So we did not come together as a family in Hornsey Lane (the house having been sublet during the war) until I was rising six. My first school was Byron House, a kindergarten in North Grove. Then it was off to Westminster Under School in September 1948. Amazing to think that from the age of not quite eight, after some initial escorting by my father (who worked in the Treasury), I was taking myself to school in central London. In the winter, as I walked down Highgate Hill from the relatively clean air of Highgate to catch the bus from Archway, the fog got thicker and yellower by the yard. I always travelled upstairs on the bus; I count myself lucky that all that passive smoking has never caught up with me.
From Highgate we would often walk to the Heath via Waterlow Park, the Holly Lodge Estate and Merton Lane. I have happy memories of taking my toy yacht to the nearest pond, which at that time would have fitted more accurately the name that it still bears – the Model Boating Pond. The LCC Parks Department had given it a hard concrete edge, designed for easy launching of different sizes of craft, including large steam-driven scale models of ocean liners. During the fifties noisy petrol-driven speed boats became common and eventually had to be banned. My little yacht was primitive – no linkage between boom and rudder, so it tended to get becalmed or go round and round in circles. It was a question of going over the other side and waiting patiently for the breeze to bring it ashore. Nowadays (as I pointed out to the City during the Ponds Project) it would get irretrievably lost among the marginal plants that (for commendable ecological reasons) now border much of the pond. Perhaps the time has come to give it a new name – few model boats are to be seen on it now.

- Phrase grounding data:
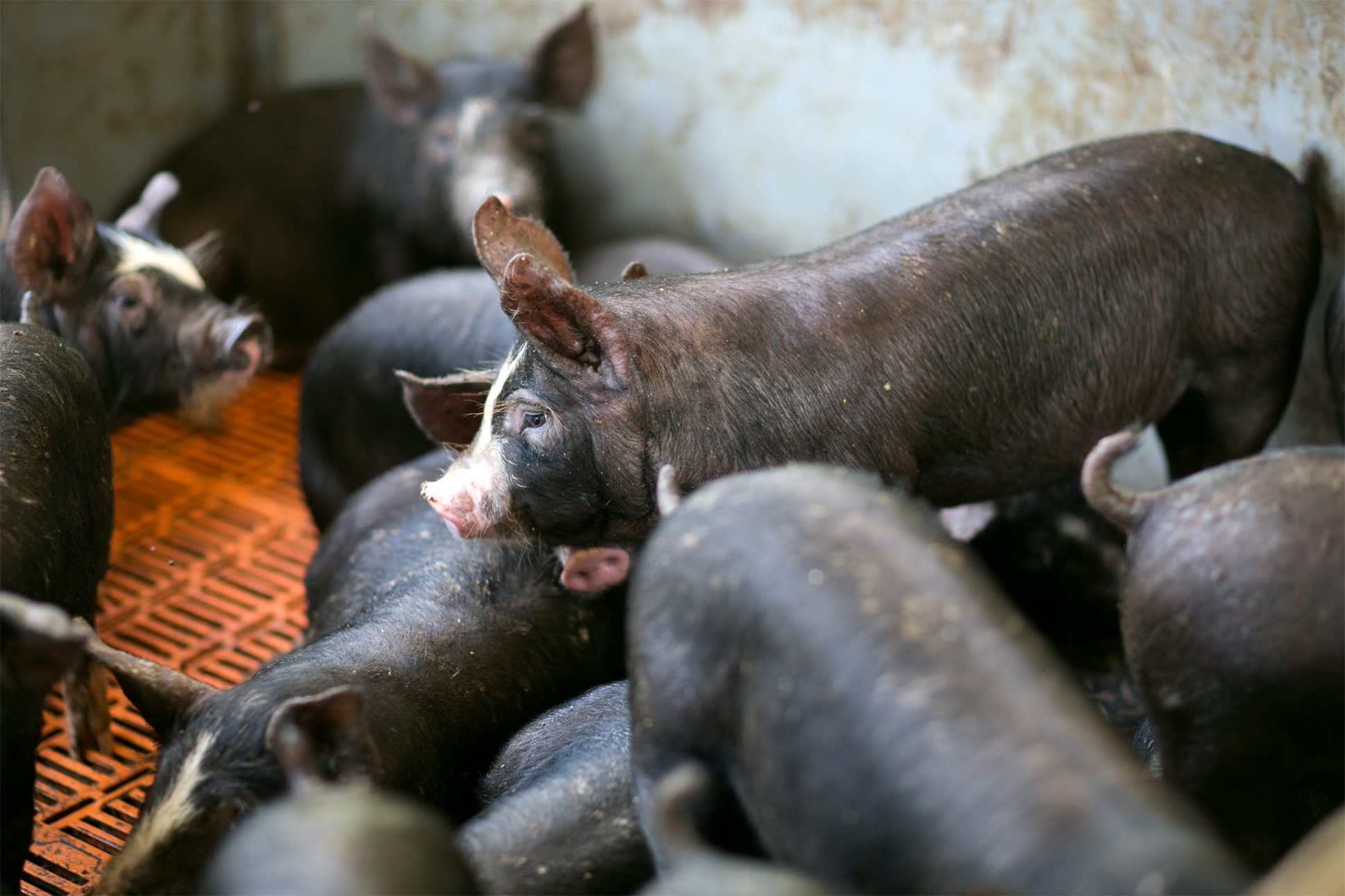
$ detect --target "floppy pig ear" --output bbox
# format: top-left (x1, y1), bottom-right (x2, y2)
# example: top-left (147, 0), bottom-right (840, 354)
top-left (6, 168), bottom-right (98, 301)
top-left (267, 685), bottom-right (378, 781)
top-left (394, 370), bottom-right (494, 447)
top-left (472, 196), bottom-right (574, 284)
top-left (501, 248), bottom-right (630, 384)
top-left (528, 4), bottom-right (593, 109)
top-left (85, 624), bottom-right (218, 743)
top-left (360, 10), bottom-right (440, 125)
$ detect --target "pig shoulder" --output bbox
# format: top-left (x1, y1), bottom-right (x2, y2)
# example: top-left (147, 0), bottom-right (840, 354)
top-left (459, 681), bottom-right (653, 893)
top-left (630, 467), bottom-right (1246, 892)
top-left (0, 323), bottom-right (112, 619)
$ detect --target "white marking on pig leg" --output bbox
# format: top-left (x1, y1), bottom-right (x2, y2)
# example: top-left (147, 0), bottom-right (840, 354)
top-left (468, 344), bottom-right (527, 453)
top-left (99, 732), bottom-right (215, 889)
top-left (99, 226), bottom-right (206, 289)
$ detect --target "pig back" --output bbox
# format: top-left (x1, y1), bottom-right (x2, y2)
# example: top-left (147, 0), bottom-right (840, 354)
top-left (613, 132), bottom-right (1321, 505)
top-left (0, 323), bottom-right (112, 619)
top-left (630, 468), bottom-right (1243, 892)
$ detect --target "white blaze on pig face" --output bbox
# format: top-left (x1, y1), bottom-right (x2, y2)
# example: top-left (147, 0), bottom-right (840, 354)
top-left (421, 346), bottom-right (527, 538)
top-left (448, 97), bottom-right (547, 234)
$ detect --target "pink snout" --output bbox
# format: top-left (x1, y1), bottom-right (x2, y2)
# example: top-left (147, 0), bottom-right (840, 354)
top-left (555, 546), bottom-right (630, 593)
top-left (421, 467), bottom-right (492, 538)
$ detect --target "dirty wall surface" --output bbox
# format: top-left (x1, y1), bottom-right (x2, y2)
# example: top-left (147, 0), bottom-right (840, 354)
top-left (0, 0), bottom-right (1345, 261)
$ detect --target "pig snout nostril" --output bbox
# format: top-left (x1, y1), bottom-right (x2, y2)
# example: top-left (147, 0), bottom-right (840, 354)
top-left (219, 315), bottom-right (269, 370)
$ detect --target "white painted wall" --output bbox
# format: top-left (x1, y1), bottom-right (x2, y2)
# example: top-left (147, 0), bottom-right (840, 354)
top-left (0, 0), bottom-right (1345, 260)
top-left (0, 0), bottom-right (1345, 438)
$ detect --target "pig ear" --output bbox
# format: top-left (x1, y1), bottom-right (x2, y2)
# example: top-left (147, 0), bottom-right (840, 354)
top-left (267, 685), bottom-right (379, 781)
top-left (6, 168), bottom-right (98, 301)
top-left (360, 10), bottom-right (440, 125)
top-left (472, 196), bottom-right (574, 284)
top-left (0, 591), bottom-right (89, 694)
top-left (528, 4), bottom-right (593, 109)
top-left (501, 248), bottom-right (630, 386)
top-left (394, 370), bottom-right (494, 447)
top-left (85, 624), bottom-right (218, 743)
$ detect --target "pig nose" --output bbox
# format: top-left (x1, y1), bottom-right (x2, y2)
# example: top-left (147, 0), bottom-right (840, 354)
top-left (219, 315), bottom-right (270, 370)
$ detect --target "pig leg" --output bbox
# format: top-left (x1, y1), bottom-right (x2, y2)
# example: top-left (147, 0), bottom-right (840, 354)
top-left (60, 657), bottom-right (113, 761)
top-left (1157, 354), bottom-right (1296, 480)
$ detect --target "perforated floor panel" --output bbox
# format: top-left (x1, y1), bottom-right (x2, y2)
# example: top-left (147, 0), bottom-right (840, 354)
top-left (22, 373), bottom-right (317, 896)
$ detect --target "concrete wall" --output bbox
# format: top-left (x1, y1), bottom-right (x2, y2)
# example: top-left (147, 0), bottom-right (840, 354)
top-left (0, 0), bottom-right (1345, 260)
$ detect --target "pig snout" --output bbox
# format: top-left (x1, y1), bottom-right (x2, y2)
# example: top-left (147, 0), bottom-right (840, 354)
top-left (555, 545), bottom-right (630, 593)
top-left (212, 315), bottom-right (271, 375)
top-left (421, 459), bottom-right (504, 538)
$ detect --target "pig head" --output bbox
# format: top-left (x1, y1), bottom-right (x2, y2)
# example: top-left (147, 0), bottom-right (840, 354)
top-left (3, 168), bottom-right (270, 428)
top-left (402, 196), bottom-right (640, 591)
top-left (347, 7), bottom-right (593, 280)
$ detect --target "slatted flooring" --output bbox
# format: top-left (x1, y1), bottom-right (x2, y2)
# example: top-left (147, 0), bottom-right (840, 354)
top-left (20, 371), bottom-right (317, 896)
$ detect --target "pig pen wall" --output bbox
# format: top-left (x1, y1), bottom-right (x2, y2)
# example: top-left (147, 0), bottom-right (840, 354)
top-left (0, 0), bottom-right (1345, 444)
top-left (0, 0), bottom-right (1345, 261)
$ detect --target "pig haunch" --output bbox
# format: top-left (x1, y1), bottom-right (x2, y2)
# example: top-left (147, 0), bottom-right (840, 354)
top-left (428, 132), bottom-right (1321, 546)
top-left (93, 450), bottom-right (624, 893)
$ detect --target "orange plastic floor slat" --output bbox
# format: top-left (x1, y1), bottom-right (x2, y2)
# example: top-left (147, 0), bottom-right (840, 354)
top-left (20, 371), bottom-right (317, 896)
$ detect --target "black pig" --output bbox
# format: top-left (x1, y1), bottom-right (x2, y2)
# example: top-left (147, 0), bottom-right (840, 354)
top-left (628, 467), bottom-right (1247, 893)
top-left (967, 480), bottom-right (1147, 743)
top-left (1326, 280), bottom-right (1345, 439)
top-left (133, 8), bottom-right (593, 364)
top-left (425, 132), bottom-right (1321, 589)
top-left (92, 450), bottom-right (624, 893)
top-left (0, 323), bottom-right (113, 769)
top-left (640, 760), bottom-right (835, 896)
top-left (201, 697), bottom-right (476, 896)
top-left (299, 238), bottom-right (724, 529)
top-left (458, 681), bottom-right (653, 893)
top-left (1083, 433), bottom-right (1345, 868)
top-left (0, 592), bottom-right (89, 893)
top-left (0, 168), bottom-right (270, 426)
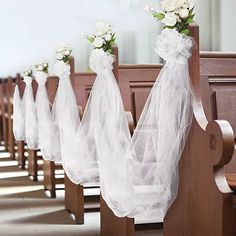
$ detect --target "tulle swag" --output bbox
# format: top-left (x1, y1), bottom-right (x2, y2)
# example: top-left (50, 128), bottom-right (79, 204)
top-left (13, 85), bottom-right (25, 141)
top-left (35, 71), bottom-right (60, 161)
top-left (50, 60), bottom-right (80, 163)
top-left (63, 49), bottom-right (126, 184)
top-left (23, 75), bottom-right (38, 150)
top-left (97, 29), bottom-right (192, 220)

- ACTIVITIES:
A) Rewrite the paragraph of the childhood recollection beginning "From Highgate we would often walk" as a short bulleted list, keeping its main facts.
B) Continue the childhood recollection from the point where it stops.

- RESPONSES TO THE TASKS:
A)
- The family often walked from Highgate to the Heath via Waterlow Park, the Holly Lodge Estate and Merton Lane.
- The writer sailed a toy yacht on the nearest pond, still called the Model Boating Pond, a name that fitted it better then.
- The LCC Parks Department had given the pond a hard concrete edge for launching craft of various sizes, including large steam-driven scale models of ocean liners.
- Noisy petrol-driven speed boats became common in the fifties and were eventually banned.
- The yacht had no linkage between boom and rudder, so it often got becalmed or circled, and the writer had to wait on the far side for the breeze to bring it ashore.
- Today it would be lost among the marginal plants that now border much of the pond for ecological reasons, a point the writer made to the City during the Ponds Project.
- Few model boats are seen there now, so the writer suggests the pond may need a new name.

B)
Among other memories of those times are the lumbering steam lorries still used by coal merchants during the fearsome winter of early 1947; the soothing hum of the trolley buses going up Highgate Hill (the 271 bus still follows their route); the early morning chuff-chuff wafting up from the marshalling yards off Junction Road; the milk still delivered by horse and cart (though now in bottles); tobogganing on Parliament Hill and being terrified of big boys shouting at me to get out of the way of their huge sledges; and the LCC park keepers in their brown tweed suits and trilby hats.
As I got bigger we sometimes walked on to Kenwood House and visit the Iveagh collection, which reopened to the public in 1950. Soon after that my father acquired a Morris Minor and as my younger siblings grew in number and size, driving tended to take the place of walking from our doorstep.
Sadly I have been unable to find any pictures, whether family photos or postcards, that capture that particular time. There are some marvellous photos of life on the Heath by John Gay (a family friend), but they belong more to the sixties. Maybe readers can help me from their own collections?